* [Passage]:
━━━━━━━━━━━━━━━━━━━━

The limits on behavior enumerated in Title 17 have gone far beyond the wholesale copying of books, maps, and charts covered by the first copyright act of 1790. They extend to computer software, dances, boat hulls (delineated in a 1998 amendment as "the frame or body of a vessel including the deck of a vessel, exclusive of masts, sails, yards, and rigging"), and music-Congress covered performances in 1909 and copies of sound recordings in 1971. What the public can and can't do is described at a level of detail worthy of the most byzantine tax code.
For example, bars and restaurants that measure no more than 3,750 square feet (not including the parking lot, as long as the parking lot is used exclusively for parking purposes) can contain no more than four TVs (of no more than 55 inches diagonally) for their patrons to watch, as long as there is only one TV per room. The radio can be played through no more than six loudspeakers, with a limit of four per room, unless the restaurant in question is run by "a governmental body or a nonprofit agricultural or horticultural organization, in the course of an annual agricultural or horticultural fair or exhibition conducted by such body or organization." Then it's OK to use more speakers.

━━━━━━━━━━━━━━━━━━━━

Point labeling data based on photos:
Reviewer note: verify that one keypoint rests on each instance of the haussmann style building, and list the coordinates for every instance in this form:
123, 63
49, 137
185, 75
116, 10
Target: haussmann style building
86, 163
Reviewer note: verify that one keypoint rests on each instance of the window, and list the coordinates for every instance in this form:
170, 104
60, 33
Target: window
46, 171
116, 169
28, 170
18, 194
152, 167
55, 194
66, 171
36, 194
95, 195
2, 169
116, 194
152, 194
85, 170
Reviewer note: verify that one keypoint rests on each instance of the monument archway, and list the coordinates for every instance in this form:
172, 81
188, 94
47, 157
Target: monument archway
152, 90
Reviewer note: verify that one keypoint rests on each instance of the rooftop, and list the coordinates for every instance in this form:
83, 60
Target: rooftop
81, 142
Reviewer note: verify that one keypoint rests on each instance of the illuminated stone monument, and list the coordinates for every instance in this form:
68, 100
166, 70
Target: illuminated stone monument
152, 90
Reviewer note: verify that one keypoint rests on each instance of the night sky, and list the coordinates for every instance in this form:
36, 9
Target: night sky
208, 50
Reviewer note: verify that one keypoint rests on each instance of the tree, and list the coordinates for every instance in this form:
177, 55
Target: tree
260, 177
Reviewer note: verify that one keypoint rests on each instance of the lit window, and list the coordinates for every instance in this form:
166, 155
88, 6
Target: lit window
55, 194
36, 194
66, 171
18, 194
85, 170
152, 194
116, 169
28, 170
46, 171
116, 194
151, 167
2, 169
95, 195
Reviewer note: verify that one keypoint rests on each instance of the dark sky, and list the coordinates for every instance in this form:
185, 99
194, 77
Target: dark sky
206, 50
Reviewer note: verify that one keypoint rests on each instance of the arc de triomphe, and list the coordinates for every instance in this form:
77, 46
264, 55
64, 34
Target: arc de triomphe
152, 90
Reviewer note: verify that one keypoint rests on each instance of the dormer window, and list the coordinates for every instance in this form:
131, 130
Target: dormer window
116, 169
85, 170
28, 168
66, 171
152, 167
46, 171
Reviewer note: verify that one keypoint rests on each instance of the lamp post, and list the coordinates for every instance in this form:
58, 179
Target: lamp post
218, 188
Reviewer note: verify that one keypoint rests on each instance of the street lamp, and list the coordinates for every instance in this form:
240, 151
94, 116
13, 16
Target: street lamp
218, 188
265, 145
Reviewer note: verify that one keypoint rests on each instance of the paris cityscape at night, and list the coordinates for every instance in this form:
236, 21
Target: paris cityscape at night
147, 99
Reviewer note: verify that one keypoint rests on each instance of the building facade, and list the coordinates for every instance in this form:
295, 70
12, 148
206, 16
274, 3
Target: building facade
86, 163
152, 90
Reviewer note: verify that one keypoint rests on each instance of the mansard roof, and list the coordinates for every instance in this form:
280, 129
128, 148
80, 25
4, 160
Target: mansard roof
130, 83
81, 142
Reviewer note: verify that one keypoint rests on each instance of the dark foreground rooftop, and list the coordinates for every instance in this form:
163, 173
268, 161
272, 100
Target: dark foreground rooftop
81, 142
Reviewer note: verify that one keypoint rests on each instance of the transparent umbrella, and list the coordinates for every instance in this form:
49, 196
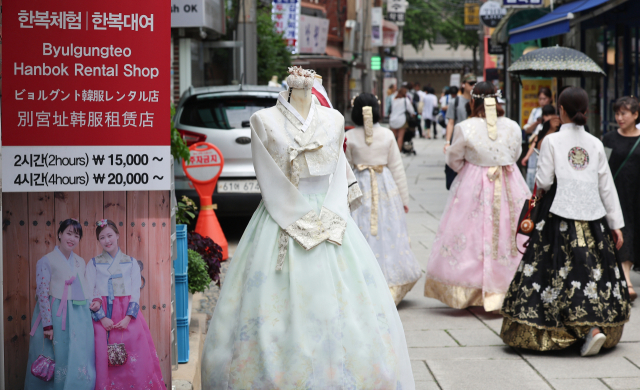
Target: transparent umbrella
555, 62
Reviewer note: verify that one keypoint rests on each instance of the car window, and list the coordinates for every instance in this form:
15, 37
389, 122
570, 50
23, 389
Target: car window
228, 112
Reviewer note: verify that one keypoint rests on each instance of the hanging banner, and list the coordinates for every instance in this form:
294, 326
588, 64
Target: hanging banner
376, 26
529, 96
82, 108
286, 15
523, 3
313, 34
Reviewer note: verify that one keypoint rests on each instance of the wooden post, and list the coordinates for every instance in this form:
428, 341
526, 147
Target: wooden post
159, 287
17, 274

━━━━━━━━━━━━━━━━━━━━

Reproduce the copyright law passage from "The limits on" up to and including "byzantine tax code.".

The limits on behavior enumerated in Title 17 have gone far beyond the wholesale copying of books, maps, and charts covered by the first copyright act of 1790. They extend to computer software, dances, boat hulls (delineated in a 1998 amendment as "the frame or body of a vessel including the deck of a vessel, exclusive of masts, sails, yards, and rigging"), and music-Congress covered performances in 1909 and copies of sound recordings in 1971. What the public can and can't do is described at a level of detail worthy of the most byzantine tax code.